**Actions to take**:
1. Please reproduce the passage of the vector search text below, from "In-memory algorithms, like" up to and including "query and indexing.".
2. Using the vector search text below, explain why in-memory algorithms such as HNSW become expensive for massive vector datasets.

**Text provided**:

##############################

Jo Kristian Bergum
Jo Kristian Bergum
Chief Scientist

Billion-scale vector search using hybrid HNSW-IF

Photo by Graham Holtshausen on Unsplash

The first blog post on billion-scale vector search covered methods for compressing real-valued vectors to binary representations and using hamming distance for efficient coarse level search. The second post described approximate nearest neighbor search tradeoffs using Hierarchical Navigable Small World (HNSW), including memory usage, vector indexing performance, and query performance versus accuracy.

This post in this series on billion scale search introduces a cost-efficient hybrid method for approximate nearest neighbor (ANN) search combining (HNSW) with disk-backed inverted file. We name this hybrid method for ANN search for HNSW-IF.

Introduction

In-memory algorithms, like HNSW, for approximate nearest neighbor search, offer fast, high accuracy vector search but quickly become expensive for massive vector datasets due to memory requirements. The HNSW algorithm requires storing the vector data in memory for low latency access during query and indexing.

##############################

**Dataset extract**:
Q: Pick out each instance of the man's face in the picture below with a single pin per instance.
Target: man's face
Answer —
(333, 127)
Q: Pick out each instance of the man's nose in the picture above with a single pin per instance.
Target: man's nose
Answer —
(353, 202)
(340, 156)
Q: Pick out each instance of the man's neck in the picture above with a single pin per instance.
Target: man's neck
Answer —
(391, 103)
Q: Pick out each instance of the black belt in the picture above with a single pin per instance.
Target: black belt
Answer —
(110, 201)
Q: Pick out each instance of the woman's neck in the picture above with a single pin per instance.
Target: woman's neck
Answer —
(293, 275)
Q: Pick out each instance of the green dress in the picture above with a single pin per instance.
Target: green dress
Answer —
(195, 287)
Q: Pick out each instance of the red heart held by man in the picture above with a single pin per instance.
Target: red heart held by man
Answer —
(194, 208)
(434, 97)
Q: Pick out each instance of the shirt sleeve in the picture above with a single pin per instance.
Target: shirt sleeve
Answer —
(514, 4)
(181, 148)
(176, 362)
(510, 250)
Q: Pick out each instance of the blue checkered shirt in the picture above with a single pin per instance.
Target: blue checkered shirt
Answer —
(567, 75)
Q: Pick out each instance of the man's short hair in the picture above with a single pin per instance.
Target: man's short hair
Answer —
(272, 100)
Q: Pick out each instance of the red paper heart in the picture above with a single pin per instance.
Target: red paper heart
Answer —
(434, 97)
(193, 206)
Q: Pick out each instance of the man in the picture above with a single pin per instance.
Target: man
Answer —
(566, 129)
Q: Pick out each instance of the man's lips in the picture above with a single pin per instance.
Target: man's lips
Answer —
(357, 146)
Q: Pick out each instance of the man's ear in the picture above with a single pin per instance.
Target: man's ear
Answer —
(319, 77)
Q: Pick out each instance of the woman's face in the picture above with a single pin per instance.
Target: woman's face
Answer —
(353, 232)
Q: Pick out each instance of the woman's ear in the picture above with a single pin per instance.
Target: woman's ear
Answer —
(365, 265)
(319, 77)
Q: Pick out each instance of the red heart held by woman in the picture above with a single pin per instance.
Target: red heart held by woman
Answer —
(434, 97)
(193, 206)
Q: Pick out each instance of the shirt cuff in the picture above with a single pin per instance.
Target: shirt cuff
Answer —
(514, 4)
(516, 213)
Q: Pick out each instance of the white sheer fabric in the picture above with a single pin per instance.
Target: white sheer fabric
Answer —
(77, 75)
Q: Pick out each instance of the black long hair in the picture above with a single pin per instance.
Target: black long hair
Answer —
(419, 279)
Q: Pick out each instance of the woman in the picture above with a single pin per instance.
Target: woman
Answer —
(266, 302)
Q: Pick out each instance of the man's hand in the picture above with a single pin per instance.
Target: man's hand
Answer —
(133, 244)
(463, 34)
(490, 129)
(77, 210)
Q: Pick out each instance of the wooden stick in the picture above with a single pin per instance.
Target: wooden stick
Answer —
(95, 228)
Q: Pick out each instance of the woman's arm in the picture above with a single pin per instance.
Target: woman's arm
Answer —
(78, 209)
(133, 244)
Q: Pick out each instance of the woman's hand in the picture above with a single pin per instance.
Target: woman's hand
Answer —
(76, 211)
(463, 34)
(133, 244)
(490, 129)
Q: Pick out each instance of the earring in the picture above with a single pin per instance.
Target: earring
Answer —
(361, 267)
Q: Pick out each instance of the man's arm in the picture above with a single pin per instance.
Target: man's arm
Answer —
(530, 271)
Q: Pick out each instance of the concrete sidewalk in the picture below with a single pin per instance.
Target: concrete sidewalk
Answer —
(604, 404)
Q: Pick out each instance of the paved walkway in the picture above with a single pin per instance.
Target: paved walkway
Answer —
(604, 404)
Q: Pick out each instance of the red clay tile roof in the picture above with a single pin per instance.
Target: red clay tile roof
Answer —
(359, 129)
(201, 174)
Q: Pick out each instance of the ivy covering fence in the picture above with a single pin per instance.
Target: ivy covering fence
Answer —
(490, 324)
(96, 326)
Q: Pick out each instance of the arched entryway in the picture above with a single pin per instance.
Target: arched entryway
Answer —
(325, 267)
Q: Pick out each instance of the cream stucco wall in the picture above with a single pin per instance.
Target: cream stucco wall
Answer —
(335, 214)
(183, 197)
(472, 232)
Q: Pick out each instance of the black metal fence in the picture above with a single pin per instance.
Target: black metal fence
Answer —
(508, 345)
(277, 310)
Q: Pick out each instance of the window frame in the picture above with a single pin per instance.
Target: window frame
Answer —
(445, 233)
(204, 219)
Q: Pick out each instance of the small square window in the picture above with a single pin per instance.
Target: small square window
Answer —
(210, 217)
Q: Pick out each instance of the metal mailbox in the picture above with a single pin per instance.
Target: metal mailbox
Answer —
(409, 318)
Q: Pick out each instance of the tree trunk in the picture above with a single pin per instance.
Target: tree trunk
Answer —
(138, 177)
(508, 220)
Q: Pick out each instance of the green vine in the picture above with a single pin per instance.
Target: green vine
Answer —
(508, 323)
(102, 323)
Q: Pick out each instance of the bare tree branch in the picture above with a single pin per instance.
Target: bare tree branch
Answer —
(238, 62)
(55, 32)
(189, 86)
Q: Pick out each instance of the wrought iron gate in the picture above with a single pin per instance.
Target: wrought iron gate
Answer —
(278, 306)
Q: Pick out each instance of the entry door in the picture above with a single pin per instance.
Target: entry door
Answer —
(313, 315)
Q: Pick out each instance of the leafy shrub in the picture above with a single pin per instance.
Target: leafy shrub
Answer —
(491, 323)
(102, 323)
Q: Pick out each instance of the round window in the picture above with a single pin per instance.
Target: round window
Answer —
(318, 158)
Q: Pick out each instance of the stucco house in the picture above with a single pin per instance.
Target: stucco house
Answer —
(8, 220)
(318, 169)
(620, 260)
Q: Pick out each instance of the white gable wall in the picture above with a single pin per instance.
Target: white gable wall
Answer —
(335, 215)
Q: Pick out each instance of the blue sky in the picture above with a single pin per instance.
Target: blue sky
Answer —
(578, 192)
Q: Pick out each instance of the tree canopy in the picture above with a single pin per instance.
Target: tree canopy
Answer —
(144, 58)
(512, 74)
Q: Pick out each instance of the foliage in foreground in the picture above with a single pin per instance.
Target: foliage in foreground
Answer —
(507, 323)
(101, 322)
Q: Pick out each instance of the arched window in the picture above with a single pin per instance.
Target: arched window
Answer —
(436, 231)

##############################

**Expected results**:
1.
In-memory algorithms, like HNSW, for approximate nearest neighbor search, offer fast, high accuracy vector search but quickly become expensive for massive vector datasets due to memory requirements. The HNSW algorithm requires storing the vector data in memory for low latency access during query and indexing.

2. In-memory algorithms such as HNSW become expensive for massive vector datasets because of their memory requirements. HNSW must keep the vector data in memory so it can be accessed with low latency during both querying and indexing.